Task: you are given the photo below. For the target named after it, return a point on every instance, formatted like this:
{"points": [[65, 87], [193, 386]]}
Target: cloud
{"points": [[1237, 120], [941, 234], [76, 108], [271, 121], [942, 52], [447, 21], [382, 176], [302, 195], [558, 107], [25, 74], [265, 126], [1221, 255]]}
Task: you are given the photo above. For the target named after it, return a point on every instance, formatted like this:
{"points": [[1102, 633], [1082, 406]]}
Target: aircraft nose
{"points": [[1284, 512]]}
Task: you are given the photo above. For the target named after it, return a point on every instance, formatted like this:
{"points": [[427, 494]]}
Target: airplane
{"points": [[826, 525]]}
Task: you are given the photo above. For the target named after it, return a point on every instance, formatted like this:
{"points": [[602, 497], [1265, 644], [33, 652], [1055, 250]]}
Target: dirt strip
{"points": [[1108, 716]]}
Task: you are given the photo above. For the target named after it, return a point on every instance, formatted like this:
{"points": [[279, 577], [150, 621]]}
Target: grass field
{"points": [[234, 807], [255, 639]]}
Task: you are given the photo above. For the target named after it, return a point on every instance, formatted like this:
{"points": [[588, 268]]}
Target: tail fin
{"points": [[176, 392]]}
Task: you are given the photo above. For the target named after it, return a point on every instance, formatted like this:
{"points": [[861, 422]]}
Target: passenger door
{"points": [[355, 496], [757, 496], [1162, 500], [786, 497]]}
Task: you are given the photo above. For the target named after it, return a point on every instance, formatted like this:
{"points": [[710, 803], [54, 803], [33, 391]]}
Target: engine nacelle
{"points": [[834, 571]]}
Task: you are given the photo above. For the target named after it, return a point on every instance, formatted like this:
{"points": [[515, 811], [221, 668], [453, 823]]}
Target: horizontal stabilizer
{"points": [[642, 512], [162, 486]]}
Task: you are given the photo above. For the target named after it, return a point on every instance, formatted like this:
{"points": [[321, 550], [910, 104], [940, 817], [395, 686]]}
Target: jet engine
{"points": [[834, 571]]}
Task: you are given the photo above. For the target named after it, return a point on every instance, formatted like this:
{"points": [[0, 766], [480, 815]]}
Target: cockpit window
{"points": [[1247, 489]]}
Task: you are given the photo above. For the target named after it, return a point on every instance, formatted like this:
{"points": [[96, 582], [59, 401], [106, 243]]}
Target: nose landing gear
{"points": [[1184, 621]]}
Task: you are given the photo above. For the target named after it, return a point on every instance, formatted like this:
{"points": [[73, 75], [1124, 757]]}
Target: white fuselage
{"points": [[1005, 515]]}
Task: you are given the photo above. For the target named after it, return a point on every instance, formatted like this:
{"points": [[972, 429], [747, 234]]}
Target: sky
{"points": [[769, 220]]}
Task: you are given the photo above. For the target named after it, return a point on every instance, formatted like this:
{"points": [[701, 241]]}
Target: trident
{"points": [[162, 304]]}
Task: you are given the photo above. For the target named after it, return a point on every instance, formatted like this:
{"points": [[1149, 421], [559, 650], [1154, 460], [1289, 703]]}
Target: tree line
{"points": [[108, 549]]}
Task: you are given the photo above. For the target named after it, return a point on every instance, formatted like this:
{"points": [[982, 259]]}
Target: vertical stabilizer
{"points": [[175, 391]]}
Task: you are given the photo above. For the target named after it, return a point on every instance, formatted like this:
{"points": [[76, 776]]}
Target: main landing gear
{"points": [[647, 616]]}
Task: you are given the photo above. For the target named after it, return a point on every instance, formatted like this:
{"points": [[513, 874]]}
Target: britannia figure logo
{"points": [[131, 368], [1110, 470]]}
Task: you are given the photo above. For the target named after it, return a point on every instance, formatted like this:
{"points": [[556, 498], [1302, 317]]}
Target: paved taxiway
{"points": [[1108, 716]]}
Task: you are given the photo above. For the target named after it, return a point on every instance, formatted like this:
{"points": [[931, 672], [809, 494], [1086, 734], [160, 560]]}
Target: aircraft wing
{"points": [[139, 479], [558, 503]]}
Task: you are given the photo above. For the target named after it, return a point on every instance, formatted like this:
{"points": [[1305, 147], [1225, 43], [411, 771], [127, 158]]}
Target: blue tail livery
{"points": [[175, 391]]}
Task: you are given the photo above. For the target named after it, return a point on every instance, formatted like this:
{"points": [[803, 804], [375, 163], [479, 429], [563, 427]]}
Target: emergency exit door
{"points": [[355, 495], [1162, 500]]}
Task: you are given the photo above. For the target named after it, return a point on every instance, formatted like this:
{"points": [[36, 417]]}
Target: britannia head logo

■ ■ ■ ■

**Aim**
List every line in the items above that contains the string "landing", treating case as significant.

**Task solution**
Target: nose landing gear
Target: main landing gear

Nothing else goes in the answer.